*** Texto de lectura ***
La apuesta de Maragall

Por Antonio Elorza, catedrático de Pensamiento Político de la Universidad Complutense de Madrid (EL PAIS, 03/09/03):

Hace unos días, en estas mismas páginas, José Antonio González Casanova tranquilizaba a los lectores acerca del nuevo Estatuto catalán esbozado por Pasqual Maragall. Paralelamente, cargaba sobre el PP la responsabilidad de deformar el sentido de la propuesta con "acusaciones tan insostenibles como contradictorias". Una de ellas no ofrece dudas: para nada Maragall es un separatista. La segunda refutación es, en cambio, más cuestionable y concierne a la resurrección en términos políticos de la Corona de Aragón. Lo cierto es que Maragall destaca siempre que puede la importancia de ese antecedente histórico-mítico, aderezado con la mención legitimadora de una asamblea federal de 1869 y con la perspectiva de una región protagonista en la Europa de hoy. Todavía el mes pasado en Avui, Maragall anunciaba la previsible convergencia de sus antiguos miembros dentro de "un Estatuto diferencial", curiosa forma de reflejar la pujanza económica del eje mediterráneo. La Corona de Aragón que nos llega del futuro es el título de un artículo suyo publicado este mismo año, y no la invención calumniosa de un acólito de Aznar.
*** Extracto de datos ***
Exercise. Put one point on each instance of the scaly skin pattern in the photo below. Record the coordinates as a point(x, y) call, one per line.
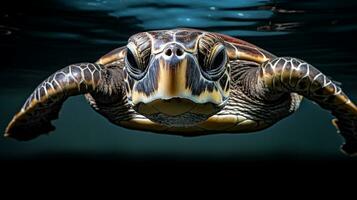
point(258, 89)
point(286, 75)
point(46, 100)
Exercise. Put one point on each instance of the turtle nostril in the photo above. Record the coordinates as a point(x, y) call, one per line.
point(179, 52)
point(168, 52)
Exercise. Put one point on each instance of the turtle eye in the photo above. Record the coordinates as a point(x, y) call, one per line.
point(131, 59)
point(218, 60)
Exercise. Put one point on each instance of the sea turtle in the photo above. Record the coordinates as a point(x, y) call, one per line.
point(188, 82)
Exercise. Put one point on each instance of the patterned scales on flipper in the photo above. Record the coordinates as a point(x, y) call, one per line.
point(45, 102)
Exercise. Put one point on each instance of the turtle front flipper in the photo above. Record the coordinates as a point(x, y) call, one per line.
point(285, 75)
point(45, 102)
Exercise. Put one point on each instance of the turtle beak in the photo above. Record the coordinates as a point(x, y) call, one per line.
point(172, 72)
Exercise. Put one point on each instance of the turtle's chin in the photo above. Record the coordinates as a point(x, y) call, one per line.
point(177, 112)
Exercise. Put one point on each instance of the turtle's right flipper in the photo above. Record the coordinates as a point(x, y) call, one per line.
point(282, 75)
point(45, 102)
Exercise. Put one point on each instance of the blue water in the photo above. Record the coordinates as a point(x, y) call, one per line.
point(39, 37)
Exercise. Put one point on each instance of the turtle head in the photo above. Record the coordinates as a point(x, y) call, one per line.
point(177, 77)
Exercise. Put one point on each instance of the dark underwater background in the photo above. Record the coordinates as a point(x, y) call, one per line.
point(40, 37)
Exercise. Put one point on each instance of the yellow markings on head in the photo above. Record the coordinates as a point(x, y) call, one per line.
point(172, 82)
point(172, 79)
point(207, 96)
point(219, 122)
point(143, 124)
point(173, 107)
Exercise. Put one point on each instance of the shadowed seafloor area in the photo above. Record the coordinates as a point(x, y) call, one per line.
point(39, 37)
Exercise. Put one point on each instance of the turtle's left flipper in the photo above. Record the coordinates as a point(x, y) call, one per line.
point(46, 101)
point(285, 75)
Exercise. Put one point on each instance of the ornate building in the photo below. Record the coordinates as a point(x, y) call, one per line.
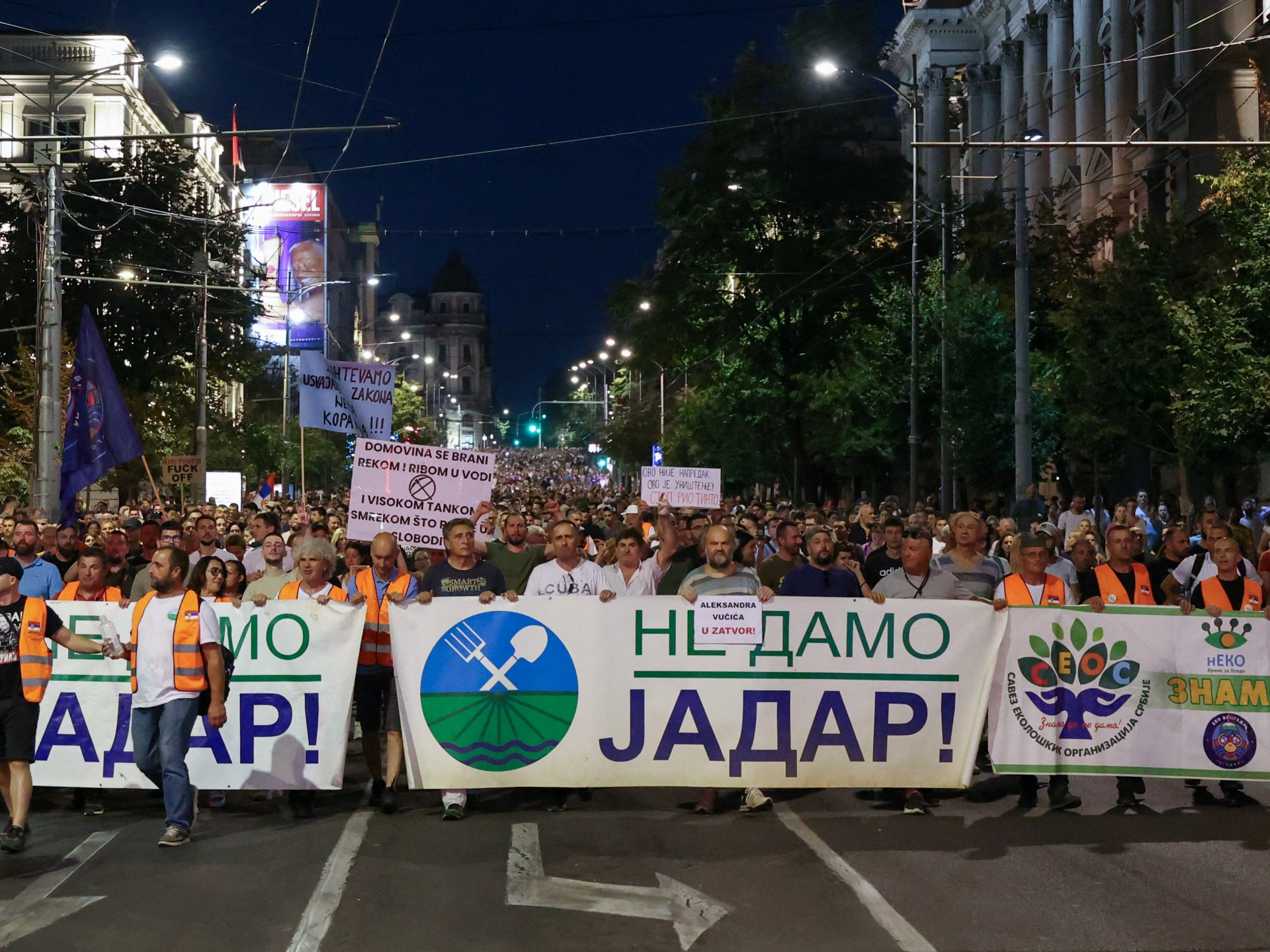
point(440, 342)
point(1080, 70)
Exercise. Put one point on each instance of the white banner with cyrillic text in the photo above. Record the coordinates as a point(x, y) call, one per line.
point(287, 706)
point(570, 692)
point(1133, 692)
point(413, 492)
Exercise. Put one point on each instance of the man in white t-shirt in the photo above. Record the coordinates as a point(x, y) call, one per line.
point(172, 666)
point(568, 574)
point(634, 575)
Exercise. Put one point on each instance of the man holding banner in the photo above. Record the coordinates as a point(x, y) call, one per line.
point(26, 668)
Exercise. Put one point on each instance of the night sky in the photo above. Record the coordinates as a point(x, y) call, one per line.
point(466, 78)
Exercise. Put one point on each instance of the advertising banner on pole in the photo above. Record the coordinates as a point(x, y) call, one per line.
point(570, 692)
point(287, 707)
point(413, 492)
point(345, 397)
point(681, 487)
point(1133, 692)
point(287, 247)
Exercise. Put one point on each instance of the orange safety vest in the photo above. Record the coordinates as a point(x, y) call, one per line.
point(1214, 594)
point(187, 656)
point(291, 590)
point(376, 644)
point(1113, 592)
point(34, 658)
point(108, 594)
point(1019, 594)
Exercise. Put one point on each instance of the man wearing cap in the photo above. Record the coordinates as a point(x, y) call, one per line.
point(1060, 567)
point(26, 666)
point(1033, 586)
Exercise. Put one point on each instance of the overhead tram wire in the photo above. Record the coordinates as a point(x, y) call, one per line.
point(370, 85)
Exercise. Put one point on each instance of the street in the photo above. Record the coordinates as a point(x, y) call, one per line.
point(827, 870)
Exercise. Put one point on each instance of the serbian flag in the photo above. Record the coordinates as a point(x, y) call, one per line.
point(235, 154)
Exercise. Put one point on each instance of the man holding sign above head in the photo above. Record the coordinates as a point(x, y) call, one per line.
point(461, 574)
point(720, 575)
point(374, 690)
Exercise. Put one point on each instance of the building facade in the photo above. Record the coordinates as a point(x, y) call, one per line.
point(1081, 71)
point(440, 340)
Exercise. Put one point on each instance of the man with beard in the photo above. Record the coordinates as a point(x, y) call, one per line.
point(40, 579)
point(720, 575)
point(821, 576)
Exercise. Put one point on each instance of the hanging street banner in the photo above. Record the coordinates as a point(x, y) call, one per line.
point(568, 692)
point(345, 397)
point(681, 487)
point(287, 707)
point(1133, 692)
point(182, 470)
point(413, 492)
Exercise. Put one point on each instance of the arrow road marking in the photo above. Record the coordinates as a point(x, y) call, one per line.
point(527, 885)
point(32, 909)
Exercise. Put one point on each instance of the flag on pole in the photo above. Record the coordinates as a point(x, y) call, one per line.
point(99, 432)
point(235, 153)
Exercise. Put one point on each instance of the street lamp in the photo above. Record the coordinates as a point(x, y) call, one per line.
point(828, 69)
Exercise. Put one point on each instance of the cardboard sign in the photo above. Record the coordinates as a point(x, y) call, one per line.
point(345, 397)
point(181, 470)
point(683, 487)
point(728, 619)
point(413, 492)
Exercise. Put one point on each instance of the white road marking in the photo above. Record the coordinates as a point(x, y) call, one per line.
point(32, 909)
point(331, 887)
point(908, 938)
point(527, 885)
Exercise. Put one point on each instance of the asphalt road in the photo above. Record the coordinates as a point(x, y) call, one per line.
point(832, 870)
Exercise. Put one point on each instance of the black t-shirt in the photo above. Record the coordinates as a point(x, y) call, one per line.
point(444, 579)
point(11, 636)
point(1234, 593)
point(878, 567)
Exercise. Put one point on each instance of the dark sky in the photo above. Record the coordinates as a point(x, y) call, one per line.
point(469, 77)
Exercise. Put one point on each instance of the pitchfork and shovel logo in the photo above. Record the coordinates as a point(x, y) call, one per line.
point(499, 691)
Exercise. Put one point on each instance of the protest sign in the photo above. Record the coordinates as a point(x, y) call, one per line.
point(287, 707)
point(841, 694)
point(1133, 692)
point(182, 470)
point(413, 492)
point(345, 397)
point(224, 487)
point(728, 619)
point(681, 487)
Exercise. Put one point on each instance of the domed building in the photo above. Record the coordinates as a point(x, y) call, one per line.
point(441, 344)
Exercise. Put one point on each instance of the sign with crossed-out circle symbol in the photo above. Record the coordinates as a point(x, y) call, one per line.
point(423, 488)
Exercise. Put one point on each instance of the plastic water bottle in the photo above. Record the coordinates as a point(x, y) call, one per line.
point(111, 636)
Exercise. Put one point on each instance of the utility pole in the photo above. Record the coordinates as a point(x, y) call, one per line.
point(201, 382)
point(945, 444)
point(48, 409)
point(1023, 344)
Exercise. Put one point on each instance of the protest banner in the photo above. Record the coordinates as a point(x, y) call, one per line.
point(570, 692)
point(182, 470)
point(345, 397)
point(1133, 692)
point(413, 492)
point(287, 707)
point(681, 487)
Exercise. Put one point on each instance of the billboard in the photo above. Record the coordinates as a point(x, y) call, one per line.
point(287, 244)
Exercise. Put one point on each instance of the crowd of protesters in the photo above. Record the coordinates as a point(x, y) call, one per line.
point(558, 526)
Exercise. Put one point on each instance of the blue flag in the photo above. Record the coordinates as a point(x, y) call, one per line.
point(99, 432)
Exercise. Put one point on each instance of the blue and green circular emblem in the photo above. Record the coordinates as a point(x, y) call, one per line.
point(499, 691)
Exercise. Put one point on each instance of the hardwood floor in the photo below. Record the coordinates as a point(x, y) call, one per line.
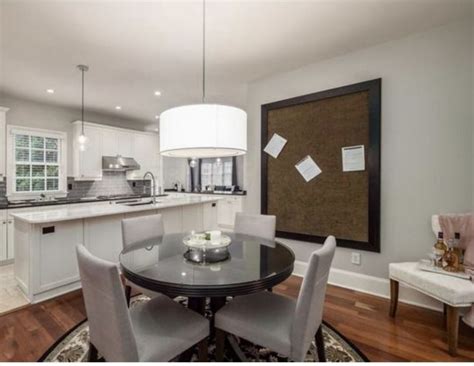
point(416, 334)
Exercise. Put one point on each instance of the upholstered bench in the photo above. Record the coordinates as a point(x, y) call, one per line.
point(453, 292)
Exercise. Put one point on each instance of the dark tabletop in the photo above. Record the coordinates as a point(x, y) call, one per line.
point(254, 265)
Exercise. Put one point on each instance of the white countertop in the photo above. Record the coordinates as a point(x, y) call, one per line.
point(82, 211)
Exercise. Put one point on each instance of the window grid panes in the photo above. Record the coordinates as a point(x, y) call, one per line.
point(37, 166)
point(217, 173)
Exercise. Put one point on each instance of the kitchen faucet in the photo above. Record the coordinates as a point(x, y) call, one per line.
point(153, 186)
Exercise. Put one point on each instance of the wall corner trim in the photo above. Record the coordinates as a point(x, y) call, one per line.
point(372, 285)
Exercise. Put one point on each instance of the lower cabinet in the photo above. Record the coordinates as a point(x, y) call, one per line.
point(3, 236)
point(226, 210)
point(6, 238)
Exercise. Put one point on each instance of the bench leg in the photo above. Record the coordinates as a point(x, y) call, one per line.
point(393, 297)
point(453, 329)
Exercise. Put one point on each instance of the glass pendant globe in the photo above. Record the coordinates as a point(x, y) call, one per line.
point(82, 139)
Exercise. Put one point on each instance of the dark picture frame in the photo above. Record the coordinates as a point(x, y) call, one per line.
point(373, 164)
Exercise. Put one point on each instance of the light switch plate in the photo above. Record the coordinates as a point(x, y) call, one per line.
point(355, 258)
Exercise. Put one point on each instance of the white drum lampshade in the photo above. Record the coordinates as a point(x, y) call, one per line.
point(203, 131)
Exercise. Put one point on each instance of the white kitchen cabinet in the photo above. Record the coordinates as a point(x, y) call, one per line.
point(3, 144)
point(10, 236)
point(125, 143)
point(55, 255)
point(226, 210)
point(88, 163)
point(146, 152)
point(3, 236)
point(109, 142)
point(103, 236)
point(113, 141)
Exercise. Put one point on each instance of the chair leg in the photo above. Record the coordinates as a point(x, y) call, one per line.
point(203, 350)
point(393, 297)
point(220, 344)
point(128, 294)
point(453, 329)
point(319, 340)
point(93, 354)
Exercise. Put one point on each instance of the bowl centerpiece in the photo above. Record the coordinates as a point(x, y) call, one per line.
point(207, 247)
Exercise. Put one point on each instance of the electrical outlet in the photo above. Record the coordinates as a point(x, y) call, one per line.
point(355, 258)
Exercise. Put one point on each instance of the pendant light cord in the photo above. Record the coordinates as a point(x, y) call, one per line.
point(82, 112)
point(203, 50)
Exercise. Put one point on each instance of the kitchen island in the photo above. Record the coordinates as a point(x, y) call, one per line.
point(45, 241)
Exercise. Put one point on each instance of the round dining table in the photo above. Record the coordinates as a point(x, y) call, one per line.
point(254, 264)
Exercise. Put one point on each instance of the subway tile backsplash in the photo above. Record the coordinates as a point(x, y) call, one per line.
point(111, 183)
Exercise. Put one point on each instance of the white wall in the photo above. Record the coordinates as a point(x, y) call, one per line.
point(24, 112)
point(427, 137)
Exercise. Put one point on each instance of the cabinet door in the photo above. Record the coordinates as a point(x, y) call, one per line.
point(109, 143)
point(10, 236)
point(225, 213)
point(103, 237)
point(3, 236)
point(146, 153)
point(125, 144)
point(91, 158)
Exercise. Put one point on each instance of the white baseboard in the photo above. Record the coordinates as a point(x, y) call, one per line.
point(372, 285)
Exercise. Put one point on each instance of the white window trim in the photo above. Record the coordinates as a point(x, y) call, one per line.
point(62, 136)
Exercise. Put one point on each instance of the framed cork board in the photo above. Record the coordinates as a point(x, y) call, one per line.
point(343, 204)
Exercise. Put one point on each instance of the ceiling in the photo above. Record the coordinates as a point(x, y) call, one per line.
point(136, 47)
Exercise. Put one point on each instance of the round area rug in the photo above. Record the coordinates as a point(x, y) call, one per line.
point(74, 346)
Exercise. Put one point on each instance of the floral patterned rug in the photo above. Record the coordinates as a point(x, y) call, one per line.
point(74, 346)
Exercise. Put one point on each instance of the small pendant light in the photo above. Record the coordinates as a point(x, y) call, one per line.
point(82, 139)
***
Consigna 1:
Responde según el artículo sobre la apuesta de Maragall:
(a) ¿En qué medio anunció Maragall el mes pasado la previsible convergencia de los antiguos miembros de la Corona de Aragón?
(b) ¿De qué año es la asamblea federal que se menciona?
(c) ¿Qué título tiene el artículo de Maragall publicado este mismo año?
Consigna 2: Renombra "Exercise" como "Task" en los registros, desde la línea que contiene "Exercise. Put one point on each instance of the night" hasta la línea que contiene "point(440, 340)", ambas incluidas. Devuelve solo esas líneas, sin ningún otro cambio.

Respuesta escrita 1:
(a) En Avui.
(b) De 1869.
(c) "La Corona de Aragón que nos llega del futuro".

Respuesta escrita 2:
Task. Put one point on each instance of the night sky in the photo above. Record the coordinates as a point(x, y) call, one per line.
point(466, 78)
Task. Put one point on each instance of the advertising banner on pole in the photo above. Record the coordinates as a point(x, y) call, one per line.
point(570, 692)
point(287, 707)
point(413, 492)
point(345, 397)
point(681, 487)
point(1133, 692)
point(287, 247)
Task. Put one point on each instance of the orange safety vest in the photo above. Record the coordinates as a point(x, y) call, one per line.
point(1214, 594)
point(187, 656)
point(291, 590)
point(376, 644)
point(1113, 592)
point(34, 658)
point(108, 594)
point(1019, 594)
Task. Put one point on each instance of the man wearing cap in the photo above. Record the coordinates as a point(x, y) call, one per line.
point(1060, 567)
point(26, 666)
point(1033, 586)
Task. Put one point on each instance of the overhead tram wire in the photo above. Record the coordinates as a point(x, y) call, one per line.
point(370, 85)
Task. Put one point on each instance of the street in the photo above. Record the coordinates as a point(x, y) call, one per line.
point(827, 870)
Task. Put one point on each instance of the serbian flag in the photo above. Record the coordinates as a point(x, y) call, one per line.
point(235, 154)
Task. Put one point on each instance of the man holding sign above head in the photo above. Record the coordinates as a point(x, y) call, one per line.
point(461, 574)
point(720, 575)
point(374, 690)
Task. Put one point on each instance of the building facade in the photo above. Record the coordinates as a point(x, y) call, one per line.
point(1081, 71)
point(440, 340)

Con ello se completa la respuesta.